(Data entries)
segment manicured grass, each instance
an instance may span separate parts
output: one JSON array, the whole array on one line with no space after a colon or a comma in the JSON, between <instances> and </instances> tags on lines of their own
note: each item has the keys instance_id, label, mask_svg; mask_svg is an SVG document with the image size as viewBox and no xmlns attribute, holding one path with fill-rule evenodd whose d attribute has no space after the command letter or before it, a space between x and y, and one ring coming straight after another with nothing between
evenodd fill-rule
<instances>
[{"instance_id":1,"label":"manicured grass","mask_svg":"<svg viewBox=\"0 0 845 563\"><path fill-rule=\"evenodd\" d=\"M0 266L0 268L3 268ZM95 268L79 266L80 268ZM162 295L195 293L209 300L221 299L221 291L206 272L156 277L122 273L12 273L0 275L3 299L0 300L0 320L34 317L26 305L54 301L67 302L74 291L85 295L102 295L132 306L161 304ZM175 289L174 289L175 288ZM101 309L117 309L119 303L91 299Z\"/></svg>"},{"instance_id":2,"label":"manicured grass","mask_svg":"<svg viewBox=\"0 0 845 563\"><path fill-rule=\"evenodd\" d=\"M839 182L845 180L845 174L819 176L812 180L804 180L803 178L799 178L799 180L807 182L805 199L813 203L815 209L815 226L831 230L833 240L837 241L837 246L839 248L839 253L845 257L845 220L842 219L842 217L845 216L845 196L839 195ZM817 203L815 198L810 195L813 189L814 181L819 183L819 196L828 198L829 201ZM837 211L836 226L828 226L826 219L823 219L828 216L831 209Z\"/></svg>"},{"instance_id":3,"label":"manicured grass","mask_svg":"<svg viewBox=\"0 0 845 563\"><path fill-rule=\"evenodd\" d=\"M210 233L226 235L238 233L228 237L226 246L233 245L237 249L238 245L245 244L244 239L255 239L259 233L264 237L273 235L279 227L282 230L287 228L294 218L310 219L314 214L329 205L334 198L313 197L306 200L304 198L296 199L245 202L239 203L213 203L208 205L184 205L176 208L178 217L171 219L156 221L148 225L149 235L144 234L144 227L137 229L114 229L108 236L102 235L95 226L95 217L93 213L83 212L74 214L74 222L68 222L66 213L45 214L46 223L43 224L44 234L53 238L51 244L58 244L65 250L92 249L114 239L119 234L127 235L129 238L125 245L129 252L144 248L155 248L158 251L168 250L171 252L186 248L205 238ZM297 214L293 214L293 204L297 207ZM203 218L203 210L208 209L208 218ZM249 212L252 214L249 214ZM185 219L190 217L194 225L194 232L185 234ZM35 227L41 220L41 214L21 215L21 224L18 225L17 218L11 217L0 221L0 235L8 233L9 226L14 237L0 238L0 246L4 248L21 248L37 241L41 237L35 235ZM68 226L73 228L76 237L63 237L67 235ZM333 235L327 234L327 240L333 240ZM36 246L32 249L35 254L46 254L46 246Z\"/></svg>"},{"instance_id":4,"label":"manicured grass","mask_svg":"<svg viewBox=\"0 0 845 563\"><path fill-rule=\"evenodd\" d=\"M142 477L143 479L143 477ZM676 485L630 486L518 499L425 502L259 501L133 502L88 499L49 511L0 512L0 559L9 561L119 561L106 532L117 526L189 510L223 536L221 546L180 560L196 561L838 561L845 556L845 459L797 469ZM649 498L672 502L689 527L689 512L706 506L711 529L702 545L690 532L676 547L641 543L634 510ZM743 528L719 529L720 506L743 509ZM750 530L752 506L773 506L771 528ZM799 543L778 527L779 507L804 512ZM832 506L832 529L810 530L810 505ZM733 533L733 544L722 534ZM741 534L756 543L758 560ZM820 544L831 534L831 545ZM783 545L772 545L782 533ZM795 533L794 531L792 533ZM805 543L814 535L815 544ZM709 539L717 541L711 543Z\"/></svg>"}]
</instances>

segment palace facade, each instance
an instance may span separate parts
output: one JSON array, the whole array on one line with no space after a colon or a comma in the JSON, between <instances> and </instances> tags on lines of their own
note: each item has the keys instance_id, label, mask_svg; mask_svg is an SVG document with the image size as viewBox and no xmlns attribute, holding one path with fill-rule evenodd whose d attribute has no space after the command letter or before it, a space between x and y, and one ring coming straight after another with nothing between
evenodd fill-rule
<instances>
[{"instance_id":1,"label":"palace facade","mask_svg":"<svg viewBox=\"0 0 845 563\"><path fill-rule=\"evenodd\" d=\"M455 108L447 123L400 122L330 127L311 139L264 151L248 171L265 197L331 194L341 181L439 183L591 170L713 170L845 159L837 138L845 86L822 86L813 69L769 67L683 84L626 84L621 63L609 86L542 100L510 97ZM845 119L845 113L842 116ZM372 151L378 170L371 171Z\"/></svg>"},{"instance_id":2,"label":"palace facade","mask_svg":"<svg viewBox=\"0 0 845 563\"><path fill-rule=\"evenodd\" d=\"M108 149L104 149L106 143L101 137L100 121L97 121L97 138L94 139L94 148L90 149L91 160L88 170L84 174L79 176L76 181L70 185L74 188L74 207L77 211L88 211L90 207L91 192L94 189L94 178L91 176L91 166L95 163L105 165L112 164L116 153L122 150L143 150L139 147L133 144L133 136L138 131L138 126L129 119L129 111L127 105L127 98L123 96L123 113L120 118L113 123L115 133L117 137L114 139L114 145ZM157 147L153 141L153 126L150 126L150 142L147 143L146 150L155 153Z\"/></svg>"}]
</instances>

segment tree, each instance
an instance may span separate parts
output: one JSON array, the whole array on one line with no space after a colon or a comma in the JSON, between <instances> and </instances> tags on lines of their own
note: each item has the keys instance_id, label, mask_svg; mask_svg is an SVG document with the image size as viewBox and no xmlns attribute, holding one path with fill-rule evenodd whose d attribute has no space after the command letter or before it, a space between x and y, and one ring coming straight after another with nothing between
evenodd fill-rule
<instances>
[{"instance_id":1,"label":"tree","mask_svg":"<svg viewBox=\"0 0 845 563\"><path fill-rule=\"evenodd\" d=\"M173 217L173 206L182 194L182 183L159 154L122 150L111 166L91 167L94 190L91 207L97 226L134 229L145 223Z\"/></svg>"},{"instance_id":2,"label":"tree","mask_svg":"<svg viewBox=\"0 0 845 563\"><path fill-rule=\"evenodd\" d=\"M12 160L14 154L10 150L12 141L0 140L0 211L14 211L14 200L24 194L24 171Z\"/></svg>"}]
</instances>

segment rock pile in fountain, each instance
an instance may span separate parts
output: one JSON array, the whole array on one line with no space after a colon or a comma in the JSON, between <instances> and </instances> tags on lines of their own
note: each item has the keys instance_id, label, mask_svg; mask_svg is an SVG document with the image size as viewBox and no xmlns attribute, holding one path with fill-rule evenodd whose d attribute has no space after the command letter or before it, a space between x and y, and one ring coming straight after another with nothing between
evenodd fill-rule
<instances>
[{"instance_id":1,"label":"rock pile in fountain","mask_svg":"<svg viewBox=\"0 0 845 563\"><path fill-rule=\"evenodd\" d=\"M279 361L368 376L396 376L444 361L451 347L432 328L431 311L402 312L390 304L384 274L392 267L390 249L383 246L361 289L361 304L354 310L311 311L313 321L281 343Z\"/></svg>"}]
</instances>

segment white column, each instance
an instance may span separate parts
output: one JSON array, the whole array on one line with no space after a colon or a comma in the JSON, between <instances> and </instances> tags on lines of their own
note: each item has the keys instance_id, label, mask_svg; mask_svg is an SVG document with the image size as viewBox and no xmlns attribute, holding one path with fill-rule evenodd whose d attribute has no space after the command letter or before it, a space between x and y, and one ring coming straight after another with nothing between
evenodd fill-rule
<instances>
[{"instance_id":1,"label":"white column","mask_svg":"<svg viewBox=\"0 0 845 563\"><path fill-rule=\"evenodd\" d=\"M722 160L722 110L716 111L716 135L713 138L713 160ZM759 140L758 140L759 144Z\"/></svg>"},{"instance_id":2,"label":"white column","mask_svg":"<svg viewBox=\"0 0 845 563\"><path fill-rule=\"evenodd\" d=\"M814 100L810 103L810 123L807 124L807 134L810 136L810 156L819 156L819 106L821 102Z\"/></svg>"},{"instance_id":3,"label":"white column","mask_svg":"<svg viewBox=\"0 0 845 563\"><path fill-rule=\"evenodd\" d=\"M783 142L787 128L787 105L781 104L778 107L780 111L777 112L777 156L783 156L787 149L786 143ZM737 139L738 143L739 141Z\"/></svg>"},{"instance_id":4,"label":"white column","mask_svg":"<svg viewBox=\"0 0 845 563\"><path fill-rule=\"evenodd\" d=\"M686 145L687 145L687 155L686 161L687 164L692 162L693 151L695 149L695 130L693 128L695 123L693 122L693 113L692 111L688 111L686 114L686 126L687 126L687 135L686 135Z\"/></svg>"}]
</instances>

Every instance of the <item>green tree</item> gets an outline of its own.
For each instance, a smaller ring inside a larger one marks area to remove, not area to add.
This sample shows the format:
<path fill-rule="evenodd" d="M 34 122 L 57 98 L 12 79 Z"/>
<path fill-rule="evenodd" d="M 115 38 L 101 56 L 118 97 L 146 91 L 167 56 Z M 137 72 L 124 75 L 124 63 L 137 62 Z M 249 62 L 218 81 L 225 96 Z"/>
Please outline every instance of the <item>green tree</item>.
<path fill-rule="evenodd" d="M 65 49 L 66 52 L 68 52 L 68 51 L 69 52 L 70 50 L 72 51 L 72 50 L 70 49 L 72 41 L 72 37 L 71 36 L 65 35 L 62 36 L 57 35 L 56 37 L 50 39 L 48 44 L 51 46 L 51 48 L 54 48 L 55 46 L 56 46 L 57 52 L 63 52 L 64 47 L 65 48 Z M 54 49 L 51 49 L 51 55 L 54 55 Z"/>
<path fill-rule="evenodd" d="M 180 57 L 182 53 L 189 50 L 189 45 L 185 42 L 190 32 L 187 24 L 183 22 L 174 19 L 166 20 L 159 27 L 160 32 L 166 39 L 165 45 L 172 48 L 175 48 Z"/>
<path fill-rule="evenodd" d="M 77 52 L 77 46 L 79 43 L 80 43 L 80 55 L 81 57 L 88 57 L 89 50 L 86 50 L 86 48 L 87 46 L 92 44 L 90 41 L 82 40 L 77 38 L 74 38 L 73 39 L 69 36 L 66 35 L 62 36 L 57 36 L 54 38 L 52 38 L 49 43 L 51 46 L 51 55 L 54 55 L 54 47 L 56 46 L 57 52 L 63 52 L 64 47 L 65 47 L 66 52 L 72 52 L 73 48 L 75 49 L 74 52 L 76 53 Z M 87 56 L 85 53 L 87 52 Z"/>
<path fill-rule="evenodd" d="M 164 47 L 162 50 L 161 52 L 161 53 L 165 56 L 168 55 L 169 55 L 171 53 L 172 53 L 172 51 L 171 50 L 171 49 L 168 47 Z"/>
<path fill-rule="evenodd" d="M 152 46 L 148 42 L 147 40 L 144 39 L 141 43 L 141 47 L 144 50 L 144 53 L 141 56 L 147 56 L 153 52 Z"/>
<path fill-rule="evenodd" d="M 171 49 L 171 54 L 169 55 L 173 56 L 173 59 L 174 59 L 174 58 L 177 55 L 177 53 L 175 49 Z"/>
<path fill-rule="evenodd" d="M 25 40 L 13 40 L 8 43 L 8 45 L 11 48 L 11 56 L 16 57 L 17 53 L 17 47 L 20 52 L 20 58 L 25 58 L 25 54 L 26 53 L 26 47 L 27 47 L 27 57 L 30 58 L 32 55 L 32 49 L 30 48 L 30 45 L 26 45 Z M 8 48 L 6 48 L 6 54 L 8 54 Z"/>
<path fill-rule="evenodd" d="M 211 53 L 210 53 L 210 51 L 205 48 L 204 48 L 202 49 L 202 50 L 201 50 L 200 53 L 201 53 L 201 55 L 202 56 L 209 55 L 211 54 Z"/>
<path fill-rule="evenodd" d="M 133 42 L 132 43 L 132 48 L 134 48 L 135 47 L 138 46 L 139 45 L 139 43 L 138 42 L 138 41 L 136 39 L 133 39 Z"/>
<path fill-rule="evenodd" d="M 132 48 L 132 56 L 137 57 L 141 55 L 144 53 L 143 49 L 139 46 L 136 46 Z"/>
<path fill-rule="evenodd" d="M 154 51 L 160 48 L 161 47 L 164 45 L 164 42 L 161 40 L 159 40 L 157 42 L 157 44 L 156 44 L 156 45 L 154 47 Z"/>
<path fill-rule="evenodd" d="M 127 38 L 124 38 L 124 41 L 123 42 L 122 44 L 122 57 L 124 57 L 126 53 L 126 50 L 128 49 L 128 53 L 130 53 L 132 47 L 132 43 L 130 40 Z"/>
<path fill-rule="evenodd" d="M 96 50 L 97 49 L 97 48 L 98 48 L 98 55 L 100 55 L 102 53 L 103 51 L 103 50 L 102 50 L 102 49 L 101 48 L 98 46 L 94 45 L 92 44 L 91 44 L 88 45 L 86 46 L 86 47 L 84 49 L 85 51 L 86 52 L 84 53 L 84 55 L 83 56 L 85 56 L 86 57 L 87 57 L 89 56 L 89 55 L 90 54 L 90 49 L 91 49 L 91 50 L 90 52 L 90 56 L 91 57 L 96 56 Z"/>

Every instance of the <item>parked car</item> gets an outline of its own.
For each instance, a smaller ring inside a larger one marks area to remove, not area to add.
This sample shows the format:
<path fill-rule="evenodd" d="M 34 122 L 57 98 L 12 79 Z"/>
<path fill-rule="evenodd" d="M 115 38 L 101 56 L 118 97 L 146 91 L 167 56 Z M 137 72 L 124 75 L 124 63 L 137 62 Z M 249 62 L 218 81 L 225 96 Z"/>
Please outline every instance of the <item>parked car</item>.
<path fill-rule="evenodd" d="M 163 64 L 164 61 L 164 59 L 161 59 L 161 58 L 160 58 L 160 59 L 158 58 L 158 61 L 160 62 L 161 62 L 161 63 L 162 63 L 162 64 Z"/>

→ **Written problem**:
Convert everything from the line containing "Every instance of the <item>green tree</item> gets" down to the line containing "171 49 L 171" into a Markdown table with the columns Row and Line, numbering each row and skipping blank lines.

→ **Exercise result**:
| Row | Line |
|---|---|
| 1 | Every instance of the <item>green tree</item> gets an outline of its own. |
| 2 | For each instance, a smaller ring inside a larger one marks area to remove, not area to add. |
| 3 | This sample shows the format: |
| 4 | <path fill-rule="evenodd" d="M 34 122 L 57 98 L 12 79 Z"/> |
| 5 | <path fill-rule="evenodd" d="M 115 38 L 101 56 L 118 97 L 146 91 L 167 56 Z M 137 72 L 124 75 L 124 63 L 137 62 Z M 249 62 L 218 81 L 225 96 Z"/> |
| 6 | Please outline every instance of the <item>green tree</item>. |
| 7 | <path fill-rule="evenodd" d="M 65 49 L 66 52 L 68 52 L 68 51 L 69 52 L 70 50 L 72 51 L 72 50 L 70 49 L 72 41 L 72 37 L 71 36 L 65 35 L 62 36 L 57 35 L 56 37 L 50 39 L 48 44 L 51 46 L 51 48 L 54 48 L 55 46 L 56 46 L 57 52 L 63 52 L 64 47 L 65 48 Z M 54 49 L 51 49 L 51 55 L 54 55 Z"/> |
| 8 | <path fill-rule="evenodd" d="M 180 57 L 182 53 L 189 50 L 189 45 L 185 42 L 190 32 L 187 24 L 183 22 L 174 19 L 166 20 L 159 27 L 160 32 L 166 39 L 165 45 L 172 48 L 175 48 Z"/> |
| 9 | <path fill-rule="evenodd" d="M 77 52 L 77 46 L 79 43 L 80 43 L 80 55 L 81 57 L 88 57 L 89 50 L 86 50 L 86 48 L 87 46 L 92 44 L 90 41 L 82 40 L 77 38 L 74 38 L 73 39 L 69 36 L 66 35 L 62 36 L 57 36 L 54 38 L 52 38 L 49 43 L 51 46 L 51 55 L 54 55 L 54 47 L 56 46 L 57 52 L 63 52 L 64 47 L 65 47 L 66 52 L 72 52 L 73 48 L 75 49 L 74 52 L 76 53 Z M 87 56 L 85 53 L 87 52 Z"/> |
| 10 | <path fill-rule="evenodd" d="M 164 47 L 162 50 L 161 52 L 161 53 L 165 56 L 168 55 L 169 55 L 171 53 L 172 53 L 172 51 L 171 50 L 171 49 L 168 47 Z"/> |
| 11 | <path fill-rule="evenodd" d="M 152 46 L 148 42 L 147 40 L 144 39 L 141 43 L 141 47 L 144 50 L 144 53 L 141 56 L 147 56 L 153 52 Z"/> |
| 12 | <path fill-rule="evenodd" d="M 171 49 L 171 54 L 169 55 L 173 56 L 173 59 L 174 59 L 174 58 L 177 55 L 177 53 L 175 49 Z"/> |